**Extrait du texte:**

━━━

# 9 // Liberty of the Clink

Si vous passez par Southwark et que vous avez un moment à perdre, arrêtez-vous à Clink Street.
Avant-hier, nous suivions William Shakespeare autour du Globe. Ce qui avait attiré les Lord Chamberlain’s Men de ce côté de la Tamise, c’était la protection offerte par la Liberty of the Clink. En droit anglais, une liberty est un territoire où l’autorité du roi a été transférée, non pas à des corps constitués, comme dans les cités et les comtés, mais à des personnes privées. C’est une sorte de seigneurie – ici, on dirait un manoir, manor – où le seigneur est l’unique détenteur du pouvoir. Cela peut nous paraître concevable pour la période médiévale, mais force est de constater que ce genre de statut n’a été supprimé qu’à la fin du XIXe siècle, en avril 1889. Il reste toutefois deux exceptions, Middle Temple et Inner Temple, qui, même s’il ne s’agit pas de liberties, constituent des enclaves presque totalement indépendantes de la Cité de Londres.
Mais revenons à la Clink. Au début du XIe siècle, Henri Ier Beauclerc accorde un vaste territoire à l’abbaye de Bermondsey, autour du village qui se trouve à l’extrémité du pont de Londres. En 1149, une partie de ce territoire est vendu à l’évêque de Winchester, Henri de Blois, le frère du roi Etienne. Celui-ci en fait une liberty, la Liberty of Winchester. Du coup, le territoire (28 ha) ne relève pas du comté de Surrey, auquel il appartient d’un point de vue strictement géographique, et encore moins de la cité de Londres, située de l’autre côté du pont.

━━━

**Documents de travail:**
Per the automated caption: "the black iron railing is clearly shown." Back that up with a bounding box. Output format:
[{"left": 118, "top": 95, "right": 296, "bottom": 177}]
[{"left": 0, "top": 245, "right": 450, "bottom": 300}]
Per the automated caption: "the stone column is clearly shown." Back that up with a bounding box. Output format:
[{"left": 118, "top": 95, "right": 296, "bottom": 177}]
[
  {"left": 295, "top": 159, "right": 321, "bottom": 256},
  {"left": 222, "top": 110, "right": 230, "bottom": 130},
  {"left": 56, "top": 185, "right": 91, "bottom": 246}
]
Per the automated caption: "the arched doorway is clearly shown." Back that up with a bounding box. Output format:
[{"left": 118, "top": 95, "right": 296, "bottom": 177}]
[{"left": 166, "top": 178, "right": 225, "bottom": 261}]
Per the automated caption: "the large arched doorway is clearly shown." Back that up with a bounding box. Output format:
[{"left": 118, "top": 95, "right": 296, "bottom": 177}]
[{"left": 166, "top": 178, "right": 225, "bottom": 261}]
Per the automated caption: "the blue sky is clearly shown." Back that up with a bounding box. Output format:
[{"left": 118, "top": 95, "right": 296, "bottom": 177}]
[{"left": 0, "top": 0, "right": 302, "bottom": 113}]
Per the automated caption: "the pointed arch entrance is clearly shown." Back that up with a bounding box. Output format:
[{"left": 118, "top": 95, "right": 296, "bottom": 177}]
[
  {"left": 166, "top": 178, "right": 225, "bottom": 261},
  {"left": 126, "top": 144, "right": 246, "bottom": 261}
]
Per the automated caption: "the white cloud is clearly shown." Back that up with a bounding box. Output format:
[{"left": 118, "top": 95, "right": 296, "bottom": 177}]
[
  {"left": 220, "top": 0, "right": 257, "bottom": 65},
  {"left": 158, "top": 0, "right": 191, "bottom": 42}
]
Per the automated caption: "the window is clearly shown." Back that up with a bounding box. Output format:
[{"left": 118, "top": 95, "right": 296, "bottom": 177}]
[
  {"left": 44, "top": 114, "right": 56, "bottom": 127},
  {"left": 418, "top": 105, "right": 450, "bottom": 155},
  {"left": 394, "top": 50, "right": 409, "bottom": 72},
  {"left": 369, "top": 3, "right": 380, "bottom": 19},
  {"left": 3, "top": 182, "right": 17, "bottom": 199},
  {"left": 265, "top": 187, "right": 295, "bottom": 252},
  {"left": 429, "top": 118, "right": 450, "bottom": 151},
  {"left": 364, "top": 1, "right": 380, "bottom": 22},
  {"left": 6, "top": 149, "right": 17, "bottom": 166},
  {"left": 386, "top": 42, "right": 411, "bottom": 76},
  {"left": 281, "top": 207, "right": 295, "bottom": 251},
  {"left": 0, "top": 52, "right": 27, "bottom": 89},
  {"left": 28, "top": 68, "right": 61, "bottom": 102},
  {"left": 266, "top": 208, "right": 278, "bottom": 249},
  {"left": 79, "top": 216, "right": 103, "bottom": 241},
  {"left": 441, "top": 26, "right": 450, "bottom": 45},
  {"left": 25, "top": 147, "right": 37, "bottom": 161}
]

━━━

**Actions à mener:**
A. D'après l'extrait sur la Liberty of the Clink, pourquoi le territoire vendu en 1149 ne relève-t-il ni du comté de Surrey ni de la cité de Londres ? Répondez en une à trois phrases.
B. Réécrivez sous forme de liste le paragraphe de l'extrait sur la Liberty of the Clink qui commence par « Avant-hier, nous suivions », en conservant ses faits principaux.
C. Selon l'extrait sur la Liberty of the Clink, quelle est la superficie du territoire devenu la Liberty of Winchester ?
Les enregistrements n'ont aucun rôle ici.

**Corrigé des exercices:**
A. Henri de Blois, évêque de Winchester, a fait de ce territoire une liberty, la Liberty of Winchester. De ce fait, il ne relève pas du comté de Surrey, auquel il appartient pourtant géographiquement, et encore moins de la cité de Londres, située de l'autre côté du pont.

B.
- Les Lord Chamberlain's Men se sont installés de ce côté de la Tamise pour bénéficier de la protection de la Liberty of the Clink.
- En droit anglais, une liberty est un territoire où l'autorité du roi a été transférée à des personnes privées, et non à des corps constitués comme dans les cités et les comtés.
- Elle s'apparente à une seigneurie (un manor), dont le seigneur est l'unique détenteur du pouvoir.
- Ce statut n'a été supprimé qu'en avril 1889.
- Middle Temple et Inner Temple restent deux exceptions : ce ne sont pas des liberties, mais ces enclaves sont presque totalement indépendantes de la Cité de Londres.

C. 28 hectares.